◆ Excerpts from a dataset
□ □ □

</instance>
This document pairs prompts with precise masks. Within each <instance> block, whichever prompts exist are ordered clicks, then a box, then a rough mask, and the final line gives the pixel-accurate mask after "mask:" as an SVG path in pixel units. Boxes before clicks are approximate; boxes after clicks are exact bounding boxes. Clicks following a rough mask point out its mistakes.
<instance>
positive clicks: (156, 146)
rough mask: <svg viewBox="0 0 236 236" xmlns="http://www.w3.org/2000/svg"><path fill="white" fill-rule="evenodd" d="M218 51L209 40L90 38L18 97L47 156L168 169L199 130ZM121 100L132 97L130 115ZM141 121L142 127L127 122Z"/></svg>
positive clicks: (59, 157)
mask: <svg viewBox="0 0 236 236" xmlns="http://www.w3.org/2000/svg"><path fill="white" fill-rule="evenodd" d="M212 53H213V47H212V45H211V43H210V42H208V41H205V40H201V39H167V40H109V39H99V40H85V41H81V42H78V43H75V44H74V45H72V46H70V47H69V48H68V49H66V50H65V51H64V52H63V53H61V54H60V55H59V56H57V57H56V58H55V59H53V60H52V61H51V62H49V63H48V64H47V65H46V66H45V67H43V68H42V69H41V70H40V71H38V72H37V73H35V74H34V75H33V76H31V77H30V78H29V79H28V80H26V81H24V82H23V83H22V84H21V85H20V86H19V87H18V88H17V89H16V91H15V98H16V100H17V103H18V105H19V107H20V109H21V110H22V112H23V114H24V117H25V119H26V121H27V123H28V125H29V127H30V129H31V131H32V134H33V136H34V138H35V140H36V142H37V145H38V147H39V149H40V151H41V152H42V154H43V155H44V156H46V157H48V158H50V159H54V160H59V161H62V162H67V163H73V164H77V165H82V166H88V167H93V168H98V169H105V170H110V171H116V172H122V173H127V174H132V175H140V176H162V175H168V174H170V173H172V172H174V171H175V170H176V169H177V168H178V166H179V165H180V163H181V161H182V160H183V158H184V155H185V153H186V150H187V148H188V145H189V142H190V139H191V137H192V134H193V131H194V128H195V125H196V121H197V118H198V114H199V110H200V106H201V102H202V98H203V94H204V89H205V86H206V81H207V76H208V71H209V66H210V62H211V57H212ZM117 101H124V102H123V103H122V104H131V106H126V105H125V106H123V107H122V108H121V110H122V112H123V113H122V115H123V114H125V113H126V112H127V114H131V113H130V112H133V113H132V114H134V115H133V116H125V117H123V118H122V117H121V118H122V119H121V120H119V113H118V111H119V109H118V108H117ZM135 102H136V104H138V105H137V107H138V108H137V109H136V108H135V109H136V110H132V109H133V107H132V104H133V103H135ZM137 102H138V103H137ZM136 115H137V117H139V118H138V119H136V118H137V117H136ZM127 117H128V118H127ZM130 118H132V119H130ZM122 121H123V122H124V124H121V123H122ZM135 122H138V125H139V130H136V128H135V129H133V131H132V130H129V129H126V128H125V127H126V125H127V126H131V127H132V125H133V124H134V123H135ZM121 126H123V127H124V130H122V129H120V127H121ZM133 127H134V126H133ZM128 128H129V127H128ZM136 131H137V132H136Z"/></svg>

□ □ □

◆ TASK DIRECTIONS
Check how many lines in the entries contain "instance", and reply with that number alone.

◆ ANSWER BELOW
3